* _Things to do_
a - In the mailing-list post about the degraded RAID6 array, which kernel version is the author running?
b - Extend the mailing-list post about the degraded RAID6 array, picking up after its final sentence.

* _Passage_

## Start

Re: Initial degraded RAID6 sync doesn't occur? Kernel reports it as RAID5?

Bas van Schaik <bas@xxxxxxxx> · Sun, 02 Nov 2008 14:06:35 +0100

Dear all,

Bas van Schaik wrote:
> Dear all,
>
> A while ago I created a RAID6 array of 5 devices of which one was
> 'missing'. The last disk just didn't arrive in time, so I decided to
> create a degraded RAID6 array, actually being equal to a RAID5 in terms
> of risks (correct me if I'm wrong).
>   
I'm sorry for self-replying this post, but I forgot to mention the
kernel version I'm using. I was somehow convinced of the fact that I was
running a recent kernel, but it turns out to be 2.6.24 (from Ubuntu
Hardy). Unfortunately I cannot upgrade this kernel to the latest version
to check if my questions/observations still hold.

  -- Bas

> When creating the device, md refused to start it. I'm very sorry not to
> be able to provide the exact output, because it is already a few weeks
> ago and I didn't pay that much attention to it by then. The command I
> used to create the array was:
>   
>> mdadm --create /dev/md5 --level raid6 --raid-devices 5
>> /dev/sd{a,b,c,d}5 missing
>>     
>
> After that, I had to force assembly to be able to actually use the array:
>   
>> mdadm --assemble --force /dev/md5 /dev/sd{a,b,c,d}5
>>     
>
> This did work, but it didn't trigger an initial sync of the RAID6 array.
> Correct me if I'm wrong, but that initial sync should be performed for
> the single redundancy block, shouldn't it?

## End

* _Stored rows_
## Start

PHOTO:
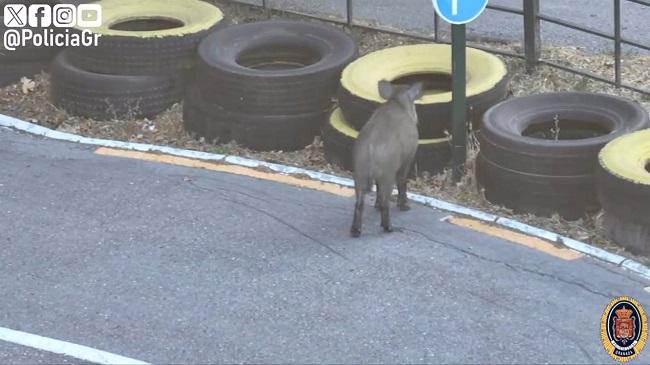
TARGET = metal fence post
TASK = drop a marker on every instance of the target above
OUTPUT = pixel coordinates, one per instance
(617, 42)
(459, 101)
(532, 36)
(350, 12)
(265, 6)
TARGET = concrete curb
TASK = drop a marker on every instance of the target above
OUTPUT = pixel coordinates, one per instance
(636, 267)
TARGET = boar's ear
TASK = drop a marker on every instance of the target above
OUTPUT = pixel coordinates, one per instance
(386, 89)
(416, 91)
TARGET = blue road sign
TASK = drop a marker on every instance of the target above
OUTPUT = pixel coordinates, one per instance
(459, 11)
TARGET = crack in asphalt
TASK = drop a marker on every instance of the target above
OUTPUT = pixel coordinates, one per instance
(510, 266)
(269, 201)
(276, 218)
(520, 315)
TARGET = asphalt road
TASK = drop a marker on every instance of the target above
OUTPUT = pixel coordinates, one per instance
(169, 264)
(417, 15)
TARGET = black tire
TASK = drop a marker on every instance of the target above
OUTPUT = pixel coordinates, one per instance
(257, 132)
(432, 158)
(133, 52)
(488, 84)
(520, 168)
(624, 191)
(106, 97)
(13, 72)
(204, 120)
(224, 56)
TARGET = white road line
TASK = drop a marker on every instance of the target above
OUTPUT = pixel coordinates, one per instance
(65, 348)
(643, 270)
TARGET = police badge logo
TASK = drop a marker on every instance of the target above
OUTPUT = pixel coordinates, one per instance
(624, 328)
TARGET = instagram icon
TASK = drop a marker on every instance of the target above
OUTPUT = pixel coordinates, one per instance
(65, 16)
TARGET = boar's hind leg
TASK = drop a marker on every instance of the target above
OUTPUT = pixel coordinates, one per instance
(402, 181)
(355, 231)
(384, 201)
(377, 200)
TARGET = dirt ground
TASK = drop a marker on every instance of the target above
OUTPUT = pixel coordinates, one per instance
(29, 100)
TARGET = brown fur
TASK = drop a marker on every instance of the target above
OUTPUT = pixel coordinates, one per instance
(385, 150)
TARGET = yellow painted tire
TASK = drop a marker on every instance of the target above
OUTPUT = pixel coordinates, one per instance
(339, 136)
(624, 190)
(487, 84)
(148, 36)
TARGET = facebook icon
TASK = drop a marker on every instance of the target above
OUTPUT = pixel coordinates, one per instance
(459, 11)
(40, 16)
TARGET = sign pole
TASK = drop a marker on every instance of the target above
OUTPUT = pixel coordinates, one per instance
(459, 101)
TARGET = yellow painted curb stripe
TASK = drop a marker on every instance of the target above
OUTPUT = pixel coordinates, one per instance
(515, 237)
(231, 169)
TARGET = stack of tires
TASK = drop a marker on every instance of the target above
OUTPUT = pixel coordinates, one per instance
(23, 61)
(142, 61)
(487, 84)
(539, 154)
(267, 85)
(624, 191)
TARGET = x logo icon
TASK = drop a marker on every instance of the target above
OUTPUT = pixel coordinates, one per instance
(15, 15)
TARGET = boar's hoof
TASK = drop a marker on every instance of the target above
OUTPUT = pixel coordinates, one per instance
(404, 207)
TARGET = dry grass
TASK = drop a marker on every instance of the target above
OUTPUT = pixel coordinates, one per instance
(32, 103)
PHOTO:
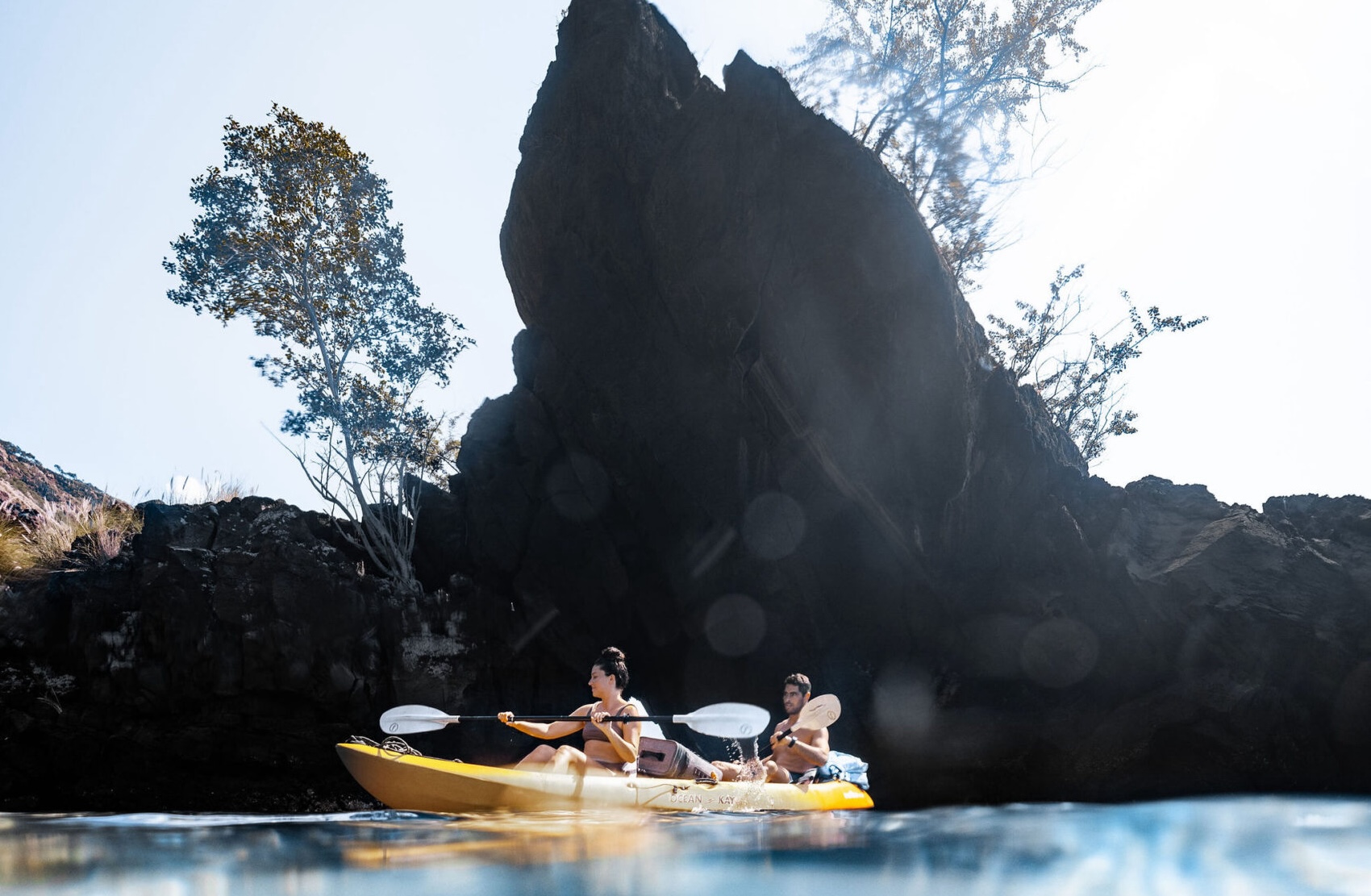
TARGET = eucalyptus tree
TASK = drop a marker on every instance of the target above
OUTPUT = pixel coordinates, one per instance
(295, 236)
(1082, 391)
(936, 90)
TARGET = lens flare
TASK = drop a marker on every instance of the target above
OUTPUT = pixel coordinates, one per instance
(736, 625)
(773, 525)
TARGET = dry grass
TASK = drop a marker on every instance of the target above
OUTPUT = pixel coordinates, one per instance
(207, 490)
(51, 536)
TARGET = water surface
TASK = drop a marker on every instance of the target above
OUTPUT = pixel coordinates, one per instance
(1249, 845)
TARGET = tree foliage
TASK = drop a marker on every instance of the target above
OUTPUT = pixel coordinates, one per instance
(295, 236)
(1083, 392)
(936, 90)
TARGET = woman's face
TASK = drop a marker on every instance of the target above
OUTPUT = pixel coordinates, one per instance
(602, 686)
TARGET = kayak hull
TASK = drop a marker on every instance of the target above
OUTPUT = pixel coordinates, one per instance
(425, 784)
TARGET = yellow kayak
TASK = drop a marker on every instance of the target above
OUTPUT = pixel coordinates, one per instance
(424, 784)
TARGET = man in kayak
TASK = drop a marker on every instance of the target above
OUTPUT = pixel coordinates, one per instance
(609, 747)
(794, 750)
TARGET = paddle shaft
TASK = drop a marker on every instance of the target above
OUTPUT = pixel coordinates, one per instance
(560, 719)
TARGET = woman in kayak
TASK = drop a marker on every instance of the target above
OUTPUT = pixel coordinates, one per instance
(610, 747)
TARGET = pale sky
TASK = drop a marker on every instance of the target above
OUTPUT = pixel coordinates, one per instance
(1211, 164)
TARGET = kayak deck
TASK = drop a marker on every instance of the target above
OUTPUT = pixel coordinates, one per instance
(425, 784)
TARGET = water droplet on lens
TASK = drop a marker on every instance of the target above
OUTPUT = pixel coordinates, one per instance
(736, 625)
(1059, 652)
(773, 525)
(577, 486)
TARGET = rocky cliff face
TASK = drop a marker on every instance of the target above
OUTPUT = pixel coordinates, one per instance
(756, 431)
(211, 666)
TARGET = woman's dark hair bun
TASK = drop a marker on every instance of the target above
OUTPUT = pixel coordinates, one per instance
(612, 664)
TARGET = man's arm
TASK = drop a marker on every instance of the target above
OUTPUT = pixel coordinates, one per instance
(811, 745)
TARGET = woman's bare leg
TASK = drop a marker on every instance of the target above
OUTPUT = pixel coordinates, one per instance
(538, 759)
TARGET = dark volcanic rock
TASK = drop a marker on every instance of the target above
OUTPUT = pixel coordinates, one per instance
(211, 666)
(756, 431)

## End

* _Answers provided_
a - 2.6.24, from Ubuntu Hardy.

b -
>
> We're a few weeks later now, and the missing disk has arrived. When
> adding it to the array, the value in /sys/block/md5/md/mismatch_cnt
> obviously explodes: the syndromes P and/or Q were never computed and
> thus mismatch on a large part of the disk. After performing an repair
> (echo repair > sync_action) these syndromes are back in sync and the
> problem of mismatching blocks disappears. A e2fsck on the filesystem on
> top of the array does not indicate any problems at all.
>
> Summarizing the above: shouldn't mdadm perform an initial sync on a
> degraded RAID6 array (missing 1 drive)?
>
> The second observation I have made in this process: the kernel reports
> my RAID6 array as being a RAID5 array on some places. For example, a
> piece of `dmesg` output after adding the 5th disk and rebooting:
>   
>> [   68.526355] raid5: raid level 6 set md5 active with 4 out of 5
>> devices, algorithm 2
>> [   68.526404] RAID5 conf printout:
>> [   68.526405]  --- rd:5 wd:4
>> [   68.526406]  disk 0, o:1, dev:sdc5
>> [   68.526407]  disk 1, o:1, dev:sdd5
>> [   68.526409]  disk 2, o:1, dev:sde5
>> [   68.526410]  disk 3, o:1, dev:sdf5
>> [   68.526677] RAID5 conf printout:
>> [   68.526678]  --- rd:5 wd:4
>> [   68.526680]  disk 0, o:1, dev:sdc5
>> [   68.526681]  disk 1, o:1, dev:sdd5
>> [   68.526682]  disk 2, o:1, dev:sde5
>> [   68.526683]  disk 3, o:1, dev:sdf5
>> [   68.526684]  disk 4, o:1, dev:sda5
>>     
>
> /proc/mdstat does show the correct output. From the output of `ps aux` I
> can derive that RAID6 is actually managed by a kernel process named
> "md5_raid5". I assume RAID6 is implemented as a special case of RAID5
> (or theoretically the other way around, of course), but I think it is a
> little bit confusing that md reports the array as being of type RAID5.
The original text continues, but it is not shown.